** begin Supplied data **

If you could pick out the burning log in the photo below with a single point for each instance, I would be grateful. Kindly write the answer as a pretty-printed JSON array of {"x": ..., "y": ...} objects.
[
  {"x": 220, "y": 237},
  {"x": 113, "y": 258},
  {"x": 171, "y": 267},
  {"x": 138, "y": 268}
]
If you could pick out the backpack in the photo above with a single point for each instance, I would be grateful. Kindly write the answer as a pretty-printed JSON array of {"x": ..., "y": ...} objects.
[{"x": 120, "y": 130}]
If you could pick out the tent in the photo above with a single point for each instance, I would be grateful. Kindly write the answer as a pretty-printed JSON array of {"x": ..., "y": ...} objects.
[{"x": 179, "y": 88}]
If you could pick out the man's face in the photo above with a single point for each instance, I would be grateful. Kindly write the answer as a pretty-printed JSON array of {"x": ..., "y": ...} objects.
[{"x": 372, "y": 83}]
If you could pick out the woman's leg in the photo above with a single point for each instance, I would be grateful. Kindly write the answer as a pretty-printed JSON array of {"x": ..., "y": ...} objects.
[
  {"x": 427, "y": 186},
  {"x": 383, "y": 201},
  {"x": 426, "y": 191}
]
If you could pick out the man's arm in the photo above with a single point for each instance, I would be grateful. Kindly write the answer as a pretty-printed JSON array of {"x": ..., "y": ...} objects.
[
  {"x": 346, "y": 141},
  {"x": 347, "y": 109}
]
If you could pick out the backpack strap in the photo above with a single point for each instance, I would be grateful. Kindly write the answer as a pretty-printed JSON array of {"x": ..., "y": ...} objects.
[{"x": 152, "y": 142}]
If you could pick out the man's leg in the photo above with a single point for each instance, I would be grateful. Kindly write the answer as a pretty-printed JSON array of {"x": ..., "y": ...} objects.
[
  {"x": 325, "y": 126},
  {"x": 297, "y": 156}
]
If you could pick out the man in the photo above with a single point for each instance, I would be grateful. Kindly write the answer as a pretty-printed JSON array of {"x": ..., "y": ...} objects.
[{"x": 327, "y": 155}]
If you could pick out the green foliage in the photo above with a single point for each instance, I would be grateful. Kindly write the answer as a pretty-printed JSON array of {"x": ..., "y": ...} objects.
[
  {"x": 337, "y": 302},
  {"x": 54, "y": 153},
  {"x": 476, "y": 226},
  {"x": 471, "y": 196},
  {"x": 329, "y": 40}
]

** end Supplied data **

# [Work required]
Arrange every line of the rows above as a JSON list of strings, one string per line, leaving out blank lines.

# [Exercise result]
[
  "If you could pick out the burning log in the photo below with a single point for each instance, I would be grateful. Kindly write the answer as a pretty-printed JSON array of {\"x\": ..., \"y\": ...} objects.",
  "[",
  "  {\"x\": 220, \"y\": 237},",
  "  {\"x\": 113, \"y\": 258},",
  "  {\"x\": 171, \"y\": 267},",
  "  {\"x\": 138, \"y\": 268}",
  "]",
  "If you could pick out the backpack in the photo above with a single point for each instance, I would be grateful. Kindly write the answer as a pretty-printed JSON array of {\"x\": ..., \"y\": ...} objects.",
  "[{\"x\": 120, \"y\": 130}]",
  "If you could pick out the tent in the photo above with a single point for each instance, I would be grateful. Kindly write the answer as a pretty-printed JSON array of {\"x\": ..., \"y\": ...} objects.",
  "[{\"x\": 179, \"y\": 88}]",
  "If you could pick out the man's face in the photo above with a single point for each instance, I would be grateful. Kindly write the answer as a pretty-printed JSON array of {\"x\": ..., \"y\": ...} objects.",
  "[{\"x\": 372, \"y\": 83}]",
  "If you could pick out the woman's leg in the photo above with a single point for each instance, I would be grateful. Kindly write the answer as a pretty-printed JSON array of {\"x\": ..., \"y\": ...} objects.",
  "[",
  "  {\"x\": 427, \"y\": 186},",
  "  {\"x\": 383, \"y\": 201},",
  "  {\"x\": 426, \"y\": 191}",
  "]",
  "If you could pick out the man's arm in the photo above with a single point for each instance, I would be grateful. Kindly write the answer as a pretty-printed JSON array of {\"x\": ..., \"y\": ...} objects.",
  "[",
  "  {\"x\": 346, \"y\": 141},",
  "  {\"x\": 347, \"y\": 109}",
  "]",
  "If you could pick out the backpack strap in the photo above with a single point for each instance, I would be grateful. Kindly write the answer as a pretty-printed JSON array of {\"x\": ..., \"y\": ...} objects.",
  "[{\"x\": 152, \"y\": 142}]",
  "If you could pick out the man's leg in the photo above with a single point for each instance, I would be grateful. Kindly write the answer as a pretty-printed JSON array of {\"x\": ..., \"y\": ...} objects.",
  "[",
  "  {\"x\": 325, \"y\": 126},",
  "  {\"x\": 297, \"y\": 156}",
  "]",
  "If you could pick out the man in the photo above with a single point for each instance, I would be grateful. Kindly write the answer as a pretty-printed JSON array of {\"x\": ..., \"y\": ...} objects.",
  "[{\"x\": 327, \"y\": 155}]",
  "If you could pick out the green foliage in the photo above with a single point for each instance, I would be grateful. Kindly write the answer as a pretty-printed JSON array of {\"x\": ..., \"y\": ...} objects.",
  "[",
  "  {\"x\": 337, \"y\": 302},",
  "  {\"x\": 54, \"y\": 153},",
  "  {\"x\": 476, \"y\": 226},",
  "  {\"x\": 471, \"y\": 196},",
  "  {\"x\": 329, \"y\": 40}",
  "]"
]